⟨
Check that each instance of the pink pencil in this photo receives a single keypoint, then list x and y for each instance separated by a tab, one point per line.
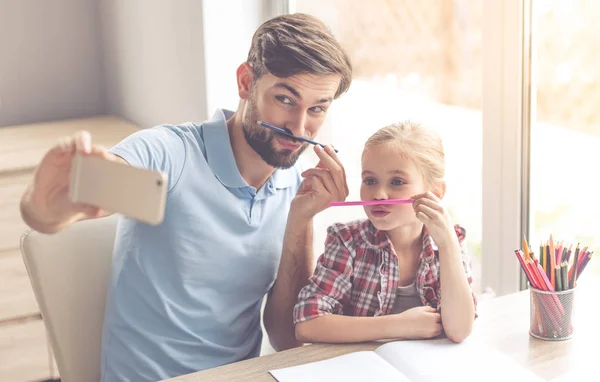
371	202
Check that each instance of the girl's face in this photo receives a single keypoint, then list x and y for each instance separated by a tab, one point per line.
388	174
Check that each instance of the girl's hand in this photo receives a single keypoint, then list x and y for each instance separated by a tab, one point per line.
436	218
421	322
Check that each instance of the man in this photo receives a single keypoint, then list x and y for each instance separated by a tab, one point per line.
186	295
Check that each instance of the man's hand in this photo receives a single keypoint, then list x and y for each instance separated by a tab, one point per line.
45	205
323	184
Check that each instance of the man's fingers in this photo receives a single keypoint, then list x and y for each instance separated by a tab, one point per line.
329	149
324	177
334	168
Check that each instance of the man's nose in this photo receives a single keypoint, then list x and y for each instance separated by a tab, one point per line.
296	123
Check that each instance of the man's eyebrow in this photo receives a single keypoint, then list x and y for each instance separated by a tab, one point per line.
289	88
296	94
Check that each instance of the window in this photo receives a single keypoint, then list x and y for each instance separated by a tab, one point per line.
565	132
⟩
### EXERCISE
The answer must repeat every line of the listing exactly and leave the pictures out.

### RESPONSE AREA
Check that each instance of the pink pencil in this photo receives a single keypoint, then list x and y for each instance separated by a tab, one point per line.
371	202
Check that each instance of the girl's face in this photo receives a single keypoint, then list x and y for each instance separated by a tab, one point per line.
388	174
Check that each instance of the girl's hand in this photo receives a single keypoint, then list x and y for each instance separated by a tab, one point per line.
436	218
421	322
Check that each instance of the man in this photo receives a single keypoint, then list x and y for each instance separated by a tab, one point per line.
186	295
Check that each instance of the man's hand in this photo receives a single keypoint, then list x and y for each instance separated by a tab, one point per line.
45	205
323	184
Check that each instance of the man's fingers in this photo receives a single keypoint, then list x and y for each instance separated by a tab, one point per line.
329	149
324	177
334	168
Check that each instance of the man's nose in this photo receives a single keypoint, then list x and y for each instance separated by a tab, one point per line.
296	123
Check that each instance of the man's eyebrow in this photo receives a single keypoint, then list x and y for each instance separated by a tab, one point per line.
289	88
296	94
Check that each instance of the window in this photo receives a single keypoint, then list x and y for each instance separated by a tab, one point per line.
565	132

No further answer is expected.